▶ _OBJECTIVE_
Transcribe each entry below exactly. Pictures do not go in the copy.

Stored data

━━━━━━━━━━━━━━━━━━━━

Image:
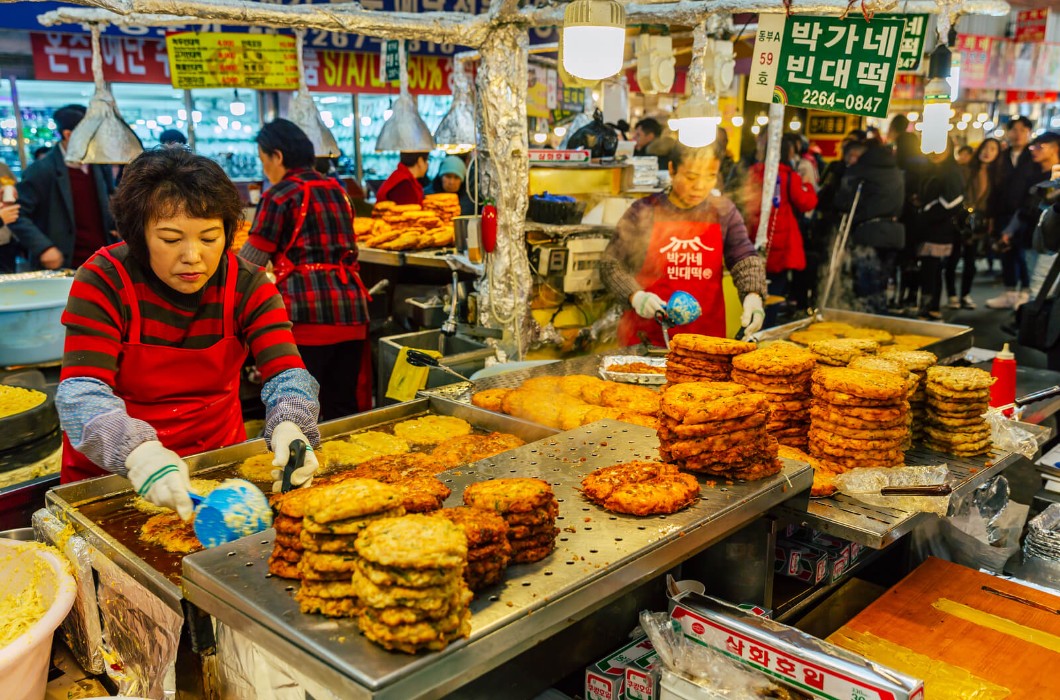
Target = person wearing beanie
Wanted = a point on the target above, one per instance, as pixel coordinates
(452, 178)
(66, 211)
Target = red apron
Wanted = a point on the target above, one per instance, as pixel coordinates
(282, 266)
(687, 257)
(190, 397)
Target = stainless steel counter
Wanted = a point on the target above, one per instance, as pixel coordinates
(599, 557)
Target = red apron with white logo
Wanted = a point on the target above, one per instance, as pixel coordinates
(686, 257)
(190, 397)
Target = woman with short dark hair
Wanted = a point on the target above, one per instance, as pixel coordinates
(157, 332)
(304, 227)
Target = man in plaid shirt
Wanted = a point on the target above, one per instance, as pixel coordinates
(304, 227)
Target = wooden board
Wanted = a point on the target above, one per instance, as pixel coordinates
(939, 624)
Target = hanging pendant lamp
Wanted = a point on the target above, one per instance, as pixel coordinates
(304, 114)
(102, 137)
(405, 130)
(456, 133)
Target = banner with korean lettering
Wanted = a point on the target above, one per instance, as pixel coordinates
(211, 59)
(826, 63)
(125, 59)
(349, 71)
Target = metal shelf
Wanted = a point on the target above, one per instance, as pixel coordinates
(599, 557)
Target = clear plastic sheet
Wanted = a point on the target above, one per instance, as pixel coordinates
(1008, 436)
(709, 669)
(81, 629)
(140, 633)
(865, 485)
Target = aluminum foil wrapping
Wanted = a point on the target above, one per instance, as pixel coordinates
(502, 82)
(247, 671)
(140, 633)
(865, 485)
(81, 629)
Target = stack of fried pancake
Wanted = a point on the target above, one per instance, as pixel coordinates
(917, 362)
(957, 398)
(488, 546)
(859, 418)
(444, 205)
(335, 514)
(841, 351)
(718, 429)
(781, 371)
(528, 506)
(409, 579)
(567, 402)
(695, 357)
(287, 521)
(641, 488)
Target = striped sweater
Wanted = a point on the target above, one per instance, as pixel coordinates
(98, 321)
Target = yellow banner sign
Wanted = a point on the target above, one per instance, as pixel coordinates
(205, 59)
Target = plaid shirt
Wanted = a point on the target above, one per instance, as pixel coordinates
(327, 238)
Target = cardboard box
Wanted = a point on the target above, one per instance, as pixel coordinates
(605, 680)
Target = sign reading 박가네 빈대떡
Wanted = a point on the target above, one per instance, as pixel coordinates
(211, 59)
(826, 63)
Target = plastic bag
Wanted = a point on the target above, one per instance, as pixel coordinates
(1008, 436)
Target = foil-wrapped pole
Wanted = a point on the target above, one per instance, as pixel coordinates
(775, 133)
(502, 80)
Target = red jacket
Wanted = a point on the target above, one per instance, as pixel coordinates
(401, 188)
(787, 250)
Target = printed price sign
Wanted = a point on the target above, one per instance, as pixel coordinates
(391, 60)
(826, 63)
(210, 59)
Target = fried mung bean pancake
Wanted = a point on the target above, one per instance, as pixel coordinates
(509, 494)
(709, 345)
(169, 531)
(479, 526)
(431, 430)
(491, 399)
(413, 542)
(959, 379)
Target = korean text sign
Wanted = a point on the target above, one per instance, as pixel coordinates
(826, 63)
(204, 59)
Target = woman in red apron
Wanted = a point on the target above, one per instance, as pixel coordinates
(682, 240)
(304, 227)
(158, 328)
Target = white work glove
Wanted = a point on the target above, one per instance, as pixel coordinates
(647, 304)
(283, 435)
(160, 475)
(754, 315)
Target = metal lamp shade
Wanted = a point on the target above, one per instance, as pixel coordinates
(304, 114)
(102, 137)
(405, 130)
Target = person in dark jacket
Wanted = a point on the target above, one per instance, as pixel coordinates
(66, 209)
(940, 194)
(1018, 173)
(877, 233)
(452, 178)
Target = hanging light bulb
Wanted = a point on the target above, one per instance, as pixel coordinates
(594, 38)
(404, 129)
(937, 108)
(102, 136)
(237, 107)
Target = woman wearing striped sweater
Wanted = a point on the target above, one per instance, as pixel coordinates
(158, 328)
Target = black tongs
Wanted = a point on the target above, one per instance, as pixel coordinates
(418, 359)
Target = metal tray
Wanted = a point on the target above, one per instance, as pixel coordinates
(847, 518)
(100, 512)
(953, 339)
(598, 557)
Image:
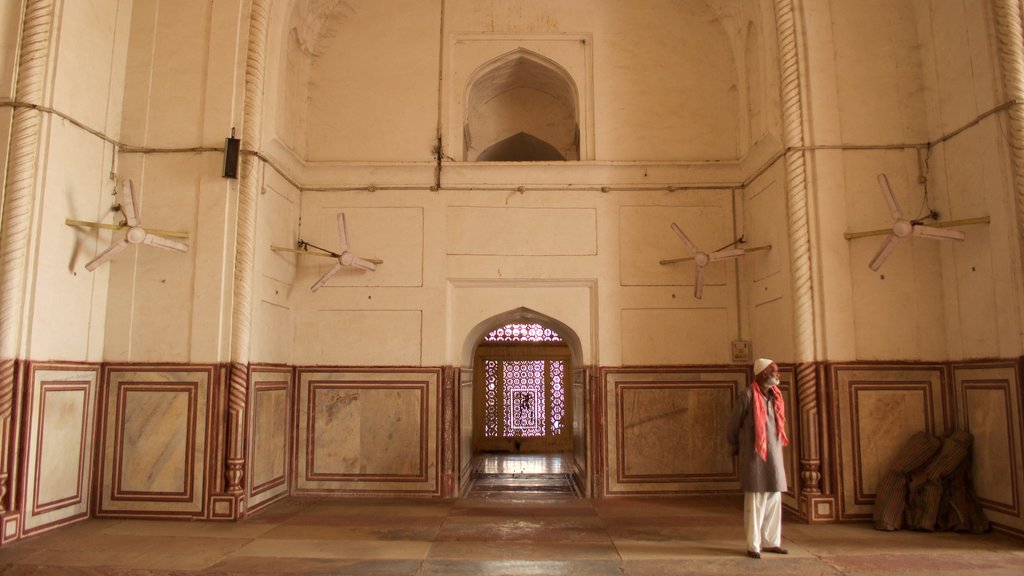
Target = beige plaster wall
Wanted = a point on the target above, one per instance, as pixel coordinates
(64, 315)
(373, 89)
(888, 79)
(166, 305)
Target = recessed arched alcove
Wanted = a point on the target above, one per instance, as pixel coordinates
(521, 108)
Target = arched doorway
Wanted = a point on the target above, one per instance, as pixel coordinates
(526, 401)
(520, 392)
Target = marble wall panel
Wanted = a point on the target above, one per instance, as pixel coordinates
(58, 445)
(879, 408)
(154, 441)
(667, 429)
(988, 406)
(269, 436)
(369, 430)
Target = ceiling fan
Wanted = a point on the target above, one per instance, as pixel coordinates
(344, 259)
(704, 258)
(135, 235)
(903, 228)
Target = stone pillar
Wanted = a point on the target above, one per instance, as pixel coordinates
(800, 246)
(17, 203)
(245, 252)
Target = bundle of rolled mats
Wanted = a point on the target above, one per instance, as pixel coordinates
(929, 487)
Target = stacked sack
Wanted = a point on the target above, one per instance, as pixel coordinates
(929, 487)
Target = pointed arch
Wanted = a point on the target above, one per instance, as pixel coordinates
(525, 316)
(521, 96)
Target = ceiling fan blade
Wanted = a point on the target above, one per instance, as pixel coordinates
(890, 199)
(342, 232)
(334, 270)
(161, 242)
(884, 251)
(364, 263)
(130, 208)
(937, 233)
(107, 254)
(692, 247)
(725, 254)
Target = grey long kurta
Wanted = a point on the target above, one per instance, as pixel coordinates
(757, 475)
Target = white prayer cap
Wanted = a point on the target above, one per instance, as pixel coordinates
(761, 364)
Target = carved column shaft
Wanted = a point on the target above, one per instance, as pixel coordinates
(245, 246)
(1009, 26)
(17, 203)
(800, 245)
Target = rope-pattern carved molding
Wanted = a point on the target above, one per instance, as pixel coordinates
(803, 296)
(1008, 16)
(800, 244)
(18, 198)
(810, 450)
(246, 247)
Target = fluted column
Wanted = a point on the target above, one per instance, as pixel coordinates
(17, 202)
(800, 245)
(1008, 16)
(245, 246)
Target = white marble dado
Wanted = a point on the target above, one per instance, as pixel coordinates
(879, 407)
(270, 435)
(155, 441)
(60, 408)
(667, 429)
(988, 406)
(368, 430)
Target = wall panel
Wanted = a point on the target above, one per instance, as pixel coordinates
(879, 408)
(155, 439)
(988, 406)
(58, 445)
(269, 435)
(368, 432)
(667, 428)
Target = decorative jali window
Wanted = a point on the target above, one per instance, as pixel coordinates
(523, 398)
(522, 333)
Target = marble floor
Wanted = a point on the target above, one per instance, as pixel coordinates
(493, 532)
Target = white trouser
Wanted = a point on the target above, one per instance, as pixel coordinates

━━━━━━━━━━━━━━━━━━━━

▶ _SOLVED PROBLEM_
Image:
Target = person wearing beanie
Wanted = a point on the target above, one per instance, as pixel coordinates
(452, 178)
(66, 211)
Target = red apron
Wanted = a point on the target above, one per instance, as pixel coordinates
(282, 266)
(687, 257)
(190, 397)
Target = stainless steel counter
Wanted = a point on the target above, one per instance, as pixel coordinates
(599, 557)
Target = red apron with white logo
Wanted = a point on the target above, one per instance, as pixel coordinates
(686, 257)
(190, 397)
Target = woman with short dark hair
Wanted = a point on the target above, one per instance, as pixel coordinates
(157, 332)
(304, 227)
Target = man in plaid shirt
Wanted = a point on the target above, one per instance, as pixel coordinates
(304, 227)
Target = wooden board
Wanted = a point on the target above, one per instance, as pixel coordinates
(939, 624)
Target = hanging pendant lamp
Wanted = a point on the target above, one per instance, as pixel coordinates
(304, 114)
(102, 137)
(405, 130)
(456, 133)
Target = banner with korean lettering
Wanted = a point on the target above, one per instance, as pixel coordinates
(211, 59)
(826, 63)
(125, 59)
(349, 71)
Target = metal shelf
Wanted = a point on the target above, one per instance, as pixel coordinates
(599, 557)
Target = clear plastic sheet
Wanted = a point on the target above, one per instance, as pixel coordinates
(1008, 436)
(709, 669)
(81, 629)
(140, 633)
(865, 485)
Target = aluminum foil wrapping
Wanted = a point on the target above, one per instance, as pixel coordinates
(502, 82)
(247, 671)
(140, 633)
(865, 485)
(81, 629)
Target = stack of fried pancake
Wanted = a point on the target above, one per instance, as pixel coordinates
(917, 362)
(957, 398)
(488, 546)
(859, 418)
(444, 205)
(335, 514)
(841, 351)
(718, 429)
(781, 371)
(528, 506)
(409, 579)
(567, 402)
(695, 357)
(287, 521)
(641, 488)
Target = striped sweater
Wanted = a point on the target above, one per instance, as pixel coordinates
(98, 321)
Target = yellow banner sign
Wanted = a point on the target above, one per instance, as pixel coordinates
(205, 59)
Target = plaid shirt
Wanted = a point on the target above, one per instance, as pixel coordinates
(327, 238)
Target = cardboard box
Wanted = a point on the target above, one per instance, as pixel coordinates
(605, 680)
Target = sign reading 박가네 빈대떡
Wanted = a point on the target above, one per instance, as pixel coordinates
(211, 59)
(826, 63)
Target = plastic bag
Wanted = a point on the target above, one per instance, as pixel coordinates
(1008, 436)
Target = foil-wrapped pole
Wanted = a point on the target above, one per instance, as pixel coordinates
(775, 133)
(502, 80)
Target = red jacket
Wanted = a point on the target above, one per instance, as pixel coordinates
(401, 188)
(787, 250)
Target = printed price sign
Wanted = a point on the target above, one per instance, as pixel coordinates
(391, 60)
(826, 63)
(210, 59)
Target = fried mung bean pancake
Wanted = a point on the target above, one per instance, as pixel coordinates
(509, 494)
(709, 345)
(169, 531)
(479, 526)
(431, 430)
(491, 399)
(413, 542)
(959, 379)
Target = korean text sign
Wanted = a point on the target above, one per instance, as pixel coordinates
(826, 63)
(204, 59)
Target = woman in red apron
Wanted = a point on the target above, one per instance, as pixel coordinates
(682, 240)
(304, 227)
(158, 328)
Target = white work glove
Wanted = a point on the target above, one per instance, as pixel coordinates
(647, 304)
(283, 435)
(160, 475)
(754, 315)
Target = metal lamp shade
Wanted = a point on the target above, one per instance, as pixel coordinates
(304, 114)
(102, 137)
(405, 130)
Target = person in dark jacket
Wanted = a point on the target above, one per instance, as pixel coordinates
(66, 209)
(940, 194)
(1018, 173)
(877, 233)
(452, 178)
Target = hanging light bulb
Wanted = a point on the target above, one per instance, as pixel coordinates
(594, 38)
(404, 129)
(937, 108)
(102, 136)
(237, 107)
Target = woman wearing striped sweater
Wanted = a point on the target above, one per instance, as pixel coordinates
(158, 328)
Target = black tongs
Wanted = a point on the target above, one per instance, as pixel coordinates
(418, 359)
Target = metal tray
Wanted = a point on the target above, one per instance, as pixel coordinates
(847, 518)
(100, 512)
(953, 339)
(598, 557)
Image:
Target = beige plaster wall
Wanted = a point on the target above, one per instance, as pixel coordinates
(64, 315)
(373, 89)
(888, 79)
(166, 305)
Target = recessed arched alcove
Wanted = a point on the target above, one per instance, as pixel coordinates
(521, 108)
Target = arched doorway
Wanted = a point on the target above, one per instance, as pixel coordinates
(526, 401)
(520, 392)
Target = marble wall panel
Wanted = a point on the target above, one per instance, as pixel coordinates
(58, 445)
(879, 408)
(154, 441)
(667, 429)
(988, 406)
(269, 436)
(369, 430)
Target = ceiling fan
Wanted = a point on the target above, one per instance, as pixel coordinates
(344, 259)
(704, 258)
(135, 235)
(903, 228)
Target = stone pillar
Wanted = a point on the target above, one per instance, as pixel coordinates
(800, 246)
(17, 203)
(245, 252)
Target = bundle of rolled mats
Wanted = a point on the target above, one per instance, as pixel coordinates
(929, 487)
Target = stacked sack
Wanted = a point on the target above, one per instance, as pixel coordinates
(929, 487)
Target = pointed arch
Wanted = a point on the target above, one per instance, as pixel coordinates
(525, 316)
(521, 96)
Target = ceiling fan blade
Wanted = a point on the target above, one per instance, as pixel coordinates
(890, 199)
(342, 232)
(334, 270)
(161, 242)
(884, 251)
(364, 263)
(130, 208)
(937, 233)
(107, 254)
(692, 247)
(725, 254)
Target = grey long kurta
Wanted = a point on the target above, one per instance, as pixel coordinates
(757, 475)
Target = white prayer cap
Wanted = a point on the target above, one per instance, as pixel coordinates
(761, 364)
Target = carved column shaft
Wanted = a point on the target above, one per instance, as pixel coordinates
(245, 246)
(1009, 26)
(17, 203)
(800, 245)
Target = rope-pattern carved molding
Wanted = a point on the target above, one per instance, as pixel coordinates
(803, 296)
(1008, 16)
(800, 244)
(18, 198)
(810, 450)
(246, 247)
Target = fluted column
Wanted = a point on the target above, one per instance, as pixel coordinates
(17, 202)
(800, 245)
(1008, 16)
(245, 246)
Target = white marble dado
Wanted = a point on the target above, one per instance, as pixel coordinates
(879, 407)
(270, 435)
(155, 441)
(60, 408)
(667, 429)
(988, 406)
(368, 430)
Target = wall panel
Wanted = a point on the target above, one per instance, as pixel coordinates
(879, 408)
(155, 439)
(988, 406)
(58, 445)
(269, 435)
(368, 432)
(667, 428)
Target = decorative jali window
Wanted = a point on the target above, one per instance, as pixel coordinates
(523, 398)
(522, 333)
Target = marble floor
Wanted = a point on the target above, one per instance, as pixel coordinates
(493, 532)
Target = white trouser
Wanted = a point on the target above, one per instance, as pixel coordinates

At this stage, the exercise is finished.